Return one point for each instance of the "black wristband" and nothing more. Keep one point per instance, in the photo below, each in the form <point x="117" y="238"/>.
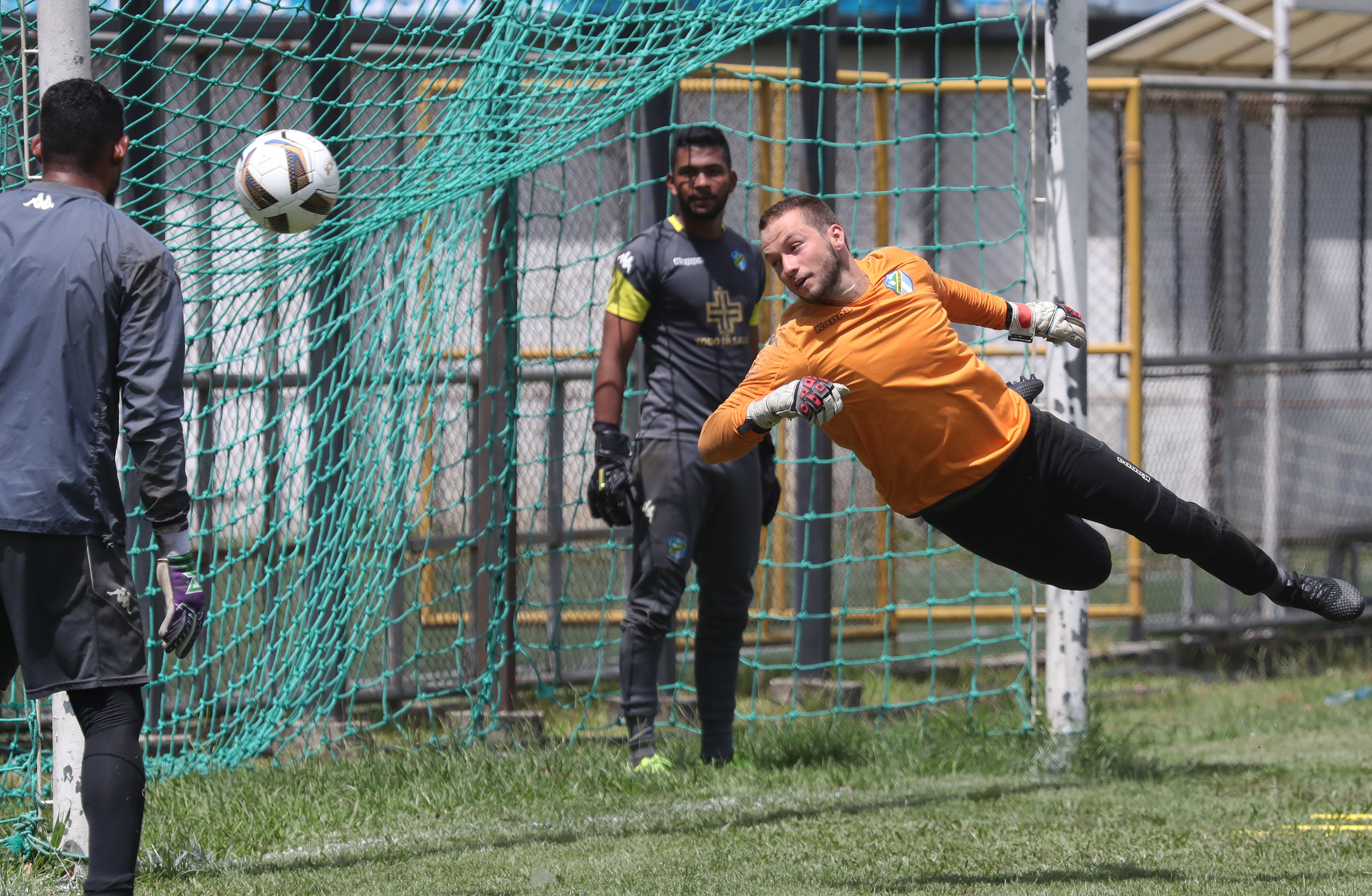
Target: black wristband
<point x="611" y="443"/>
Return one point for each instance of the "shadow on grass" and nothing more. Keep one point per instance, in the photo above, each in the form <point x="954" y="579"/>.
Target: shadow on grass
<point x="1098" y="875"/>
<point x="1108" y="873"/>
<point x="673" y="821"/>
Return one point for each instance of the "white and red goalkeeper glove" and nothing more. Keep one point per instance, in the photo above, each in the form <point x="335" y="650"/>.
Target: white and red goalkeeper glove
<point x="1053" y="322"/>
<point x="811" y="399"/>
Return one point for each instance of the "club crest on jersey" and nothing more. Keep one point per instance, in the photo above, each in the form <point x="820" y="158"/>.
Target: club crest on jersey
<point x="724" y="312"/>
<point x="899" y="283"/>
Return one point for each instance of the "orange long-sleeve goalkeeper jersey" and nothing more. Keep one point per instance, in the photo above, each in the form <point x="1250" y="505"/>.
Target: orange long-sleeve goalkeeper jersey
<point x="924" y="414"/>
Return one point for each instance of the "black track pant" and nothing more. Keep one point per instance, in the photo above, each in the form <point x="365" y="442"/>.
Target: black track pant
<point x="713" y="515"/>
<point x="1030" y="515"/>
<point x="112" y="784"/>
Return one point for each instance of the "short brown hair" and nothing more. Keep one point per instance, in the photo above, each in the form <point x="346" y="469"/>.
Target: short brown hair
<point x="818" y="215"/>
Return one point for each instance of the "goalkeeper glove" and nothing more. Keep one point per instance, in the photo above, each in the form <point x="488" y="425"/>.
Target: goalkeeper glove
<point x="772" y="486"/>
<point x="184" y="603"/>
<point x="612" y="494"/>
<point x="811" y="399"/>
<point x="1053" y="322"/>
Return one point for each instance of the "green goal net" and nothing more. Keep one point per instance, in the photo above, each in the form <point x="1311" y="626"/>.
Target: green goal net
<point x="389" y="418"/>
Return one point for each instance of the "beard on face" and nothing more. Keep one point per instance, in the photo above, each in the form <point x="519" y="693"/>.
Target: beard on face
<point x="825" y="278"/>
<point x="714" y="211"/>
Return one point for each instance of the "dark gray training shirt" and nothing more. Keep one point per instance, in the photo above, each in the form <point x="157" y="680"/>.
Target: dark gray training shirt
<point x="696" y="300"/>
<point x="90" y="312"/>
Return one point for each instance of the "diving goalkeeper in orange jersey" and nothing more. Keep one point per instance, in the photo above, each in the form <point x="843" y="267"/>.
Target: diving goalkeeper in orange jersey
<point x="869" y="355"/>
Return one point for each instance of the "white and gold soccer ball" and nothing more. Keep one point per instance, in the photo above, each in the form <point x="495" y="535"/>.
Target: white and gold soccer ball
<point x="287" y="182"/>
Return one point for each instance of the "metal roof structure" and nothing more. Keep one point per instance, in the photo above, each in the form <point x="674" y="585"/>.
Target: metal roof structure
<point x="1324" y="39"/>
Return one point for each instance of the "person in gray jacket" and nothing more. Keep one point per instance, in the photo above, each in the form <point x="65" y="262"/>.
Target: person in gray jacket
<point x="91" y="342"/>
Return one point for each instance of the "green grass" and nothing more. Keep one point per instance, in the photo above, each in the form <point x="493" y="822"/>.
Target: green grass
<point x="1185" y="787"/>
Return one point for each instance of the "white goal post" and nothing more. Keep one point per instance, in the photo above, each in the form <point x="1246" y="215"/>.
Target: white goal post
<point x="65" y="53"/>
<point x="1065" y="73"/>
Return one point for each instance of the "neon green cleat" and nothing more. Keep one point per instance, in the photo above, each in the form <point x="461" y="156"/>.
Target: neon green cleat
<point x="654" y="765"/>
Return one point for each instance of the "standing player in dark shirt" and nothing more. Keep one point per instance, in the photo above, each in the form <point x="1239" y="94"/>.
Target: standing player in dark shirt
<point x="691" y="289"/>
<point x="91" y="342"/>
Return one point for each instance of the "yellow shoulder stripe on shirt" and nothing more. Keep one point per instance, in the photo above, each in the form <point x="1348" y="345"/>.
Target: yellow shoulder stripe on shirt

^^^^^^^^^^^^^^^^

- **Exercise aim**
Collect every line of the material above that contains the word "green". Case counts, so a match must use the same capitalization.

- **Finished exercise**
Return one point for each instance of the "green goal net" and nothing more. Keep one point per instance, in the photo above, each in the form <point x="1311" y="626"/>.
Target: green goal net
Return one point for each instance of the "green grass" and nothing more. Keep one point per instance, in the photo above, each in the form <point x="493" y="822"/>.
Target: green grass
Return one point for each instance of the "neon green cleat" and nothing more. Keep one point per instance, in the photo above, each in the form <point x="461" y="156"/>.
Target: neon green cleat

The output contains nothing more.